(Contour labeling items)
§

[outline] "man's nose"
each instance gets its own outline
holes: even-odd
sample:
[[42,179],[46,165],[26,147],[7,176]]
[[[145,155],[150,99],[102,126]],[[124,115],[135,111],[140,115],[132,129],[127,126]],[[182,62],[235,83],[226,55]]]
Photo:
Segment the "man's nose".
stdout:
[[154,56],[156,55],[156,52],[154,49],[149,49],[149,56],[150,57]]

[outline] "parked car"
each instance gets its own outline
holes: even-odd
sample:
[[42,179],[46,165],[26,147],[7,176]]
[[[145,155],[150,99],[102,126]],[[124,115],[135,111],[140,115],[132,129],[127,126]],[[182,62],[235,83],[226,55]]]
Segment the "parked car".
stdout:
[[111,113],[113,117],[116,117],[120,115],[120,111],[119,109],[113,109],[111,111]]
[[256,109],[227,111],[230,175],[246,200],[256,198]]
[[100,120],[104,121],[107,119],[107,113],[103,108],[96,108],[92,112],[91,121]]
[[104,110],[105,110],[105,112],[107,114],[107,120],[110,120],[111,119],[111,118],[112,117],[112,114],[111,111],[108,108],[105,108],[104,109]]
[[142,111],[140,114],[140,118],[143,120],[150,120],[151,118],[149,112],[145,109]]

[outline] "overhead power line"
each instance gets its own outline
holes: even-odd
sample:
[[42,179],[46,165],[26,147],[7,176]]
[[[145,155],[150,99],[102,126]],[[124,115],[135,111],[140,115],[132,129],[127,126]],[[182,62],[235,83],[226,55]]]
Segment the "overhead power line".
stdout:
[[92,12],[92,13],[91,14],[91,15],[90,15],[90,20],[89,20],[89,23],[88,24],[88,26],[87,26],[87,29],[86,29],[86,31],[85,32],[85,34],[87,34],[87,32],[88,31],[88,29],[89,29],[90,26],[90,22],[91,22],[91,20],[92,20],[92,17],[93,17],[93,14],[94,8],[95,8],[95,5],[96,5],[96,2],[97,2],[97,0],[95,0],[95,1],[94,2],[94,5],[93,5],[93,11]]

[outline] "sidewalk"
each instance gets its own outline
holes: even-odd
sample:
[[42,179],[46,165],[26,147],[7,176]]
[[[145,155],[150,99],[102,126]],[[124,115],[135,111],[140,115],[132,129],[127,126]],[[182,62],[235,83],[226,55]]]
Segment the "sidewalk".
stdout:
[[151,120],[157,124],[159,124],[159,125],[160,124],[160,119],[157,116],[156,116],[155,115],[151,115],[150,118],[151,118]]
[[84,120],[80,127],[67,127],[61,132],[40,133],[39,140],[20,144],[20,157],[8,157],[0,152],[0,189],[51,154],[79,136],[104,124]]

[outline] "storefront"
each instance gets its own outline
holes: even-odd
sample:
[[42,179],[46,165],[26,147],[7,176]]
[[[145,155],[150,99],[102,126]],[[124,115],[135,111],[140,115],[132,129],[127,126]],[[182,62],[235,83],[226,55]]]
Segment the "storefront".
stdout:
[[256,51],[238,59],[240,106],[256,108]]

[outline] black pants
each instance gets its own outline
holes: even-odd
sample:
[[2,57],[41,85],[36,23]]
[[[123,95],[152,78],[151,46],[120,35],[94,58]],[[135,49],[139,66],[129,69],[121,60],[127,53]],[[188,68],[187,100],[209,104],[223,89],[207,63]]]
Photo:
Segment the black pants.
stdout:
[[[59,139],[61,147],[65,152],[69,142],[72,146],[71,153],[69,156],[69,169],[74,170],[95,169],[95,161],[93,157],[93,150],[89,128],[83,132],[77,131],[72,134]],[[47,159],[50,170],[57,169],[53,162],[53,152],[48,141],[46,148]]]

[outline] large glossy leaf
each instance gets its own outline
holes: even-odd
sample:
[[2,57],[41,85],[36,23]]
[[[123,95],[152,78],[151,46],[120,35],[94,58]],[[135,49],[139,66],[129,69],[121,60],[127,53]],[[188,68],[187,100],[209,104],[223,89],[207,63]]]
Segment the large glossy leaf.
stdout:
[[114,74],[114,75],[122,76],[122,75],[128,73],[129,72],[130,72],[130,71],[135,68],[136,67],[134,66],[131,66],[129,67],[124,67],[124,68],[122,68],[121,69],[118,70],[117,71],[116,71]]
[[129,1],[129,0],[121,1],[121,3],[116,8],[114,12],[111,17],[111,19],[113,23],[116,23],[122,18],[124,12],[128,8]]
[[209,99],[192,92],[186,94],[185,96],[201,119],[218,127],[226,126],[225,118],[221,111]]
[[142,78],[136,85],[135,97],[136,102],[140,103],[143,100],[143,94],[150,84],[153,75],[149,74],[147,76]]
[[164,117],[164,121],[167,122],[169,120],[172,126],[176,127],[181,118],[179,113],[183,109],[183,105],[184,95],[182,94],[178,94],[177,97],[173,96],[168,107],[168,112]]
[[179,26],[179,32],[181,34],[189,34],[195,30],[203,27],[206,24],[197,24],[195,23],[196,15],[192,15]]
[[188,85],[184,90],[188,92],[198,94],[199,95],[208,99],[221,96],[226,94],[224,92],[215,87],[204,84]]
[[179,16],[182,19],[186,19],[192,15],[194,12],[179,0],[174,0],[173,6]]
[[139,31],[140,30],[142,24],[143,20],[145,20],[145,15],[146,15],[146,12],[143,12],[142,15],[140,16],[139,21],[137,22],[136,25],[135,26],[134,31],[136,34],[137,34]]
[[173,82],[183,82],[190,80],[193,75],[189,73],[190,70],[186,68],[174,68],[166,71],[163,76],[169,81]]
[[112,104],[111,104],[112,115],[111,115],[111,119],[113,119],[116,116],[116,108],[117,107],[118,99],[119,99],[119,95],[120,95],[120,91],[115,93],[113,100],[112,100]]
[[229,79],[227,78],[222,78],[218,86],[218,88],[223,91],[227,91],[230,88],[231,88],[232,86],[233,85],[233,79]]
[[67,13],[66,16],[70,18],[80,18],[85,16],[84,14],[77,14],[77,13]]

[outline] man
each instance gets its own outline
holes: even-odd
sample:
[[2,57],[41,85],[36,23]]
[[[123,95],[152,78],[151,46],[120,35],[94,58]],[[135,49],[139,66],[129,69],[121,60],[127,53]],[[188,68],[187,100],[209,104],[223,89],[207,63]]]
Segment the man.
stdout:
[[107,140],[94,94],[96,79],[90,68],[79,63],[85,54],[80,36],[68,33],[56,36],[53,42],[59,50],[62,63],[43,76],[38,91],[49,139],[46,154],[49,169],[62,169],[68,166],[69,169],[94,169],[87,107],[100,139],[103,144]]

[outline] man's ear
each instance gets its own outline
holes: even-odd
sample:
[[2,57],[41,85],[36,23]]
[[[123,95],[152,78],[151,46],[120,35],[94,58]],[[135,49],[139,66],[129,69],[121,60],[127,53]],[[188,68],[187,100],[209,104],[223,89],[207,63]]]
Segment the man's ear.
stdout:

§

What this task involves -> From the line with "[outline] man's ear" to the last line of the material, give every line again exactly, and only those lines.

Correct response ->
[outline] man's ear
each instance gets its own outline
holes: even-odd
sample:
[[2,57],[41,85],[36,23]]
[[[123,95],[152,78],[151,46],[120,35],[94,58]],[[135,49],[139,66],[129,69],[121,60],[127,53]],[[188,68],[187,100],[209,104],[223,89],[207,63]]]
Segment the man's ear.
stdout:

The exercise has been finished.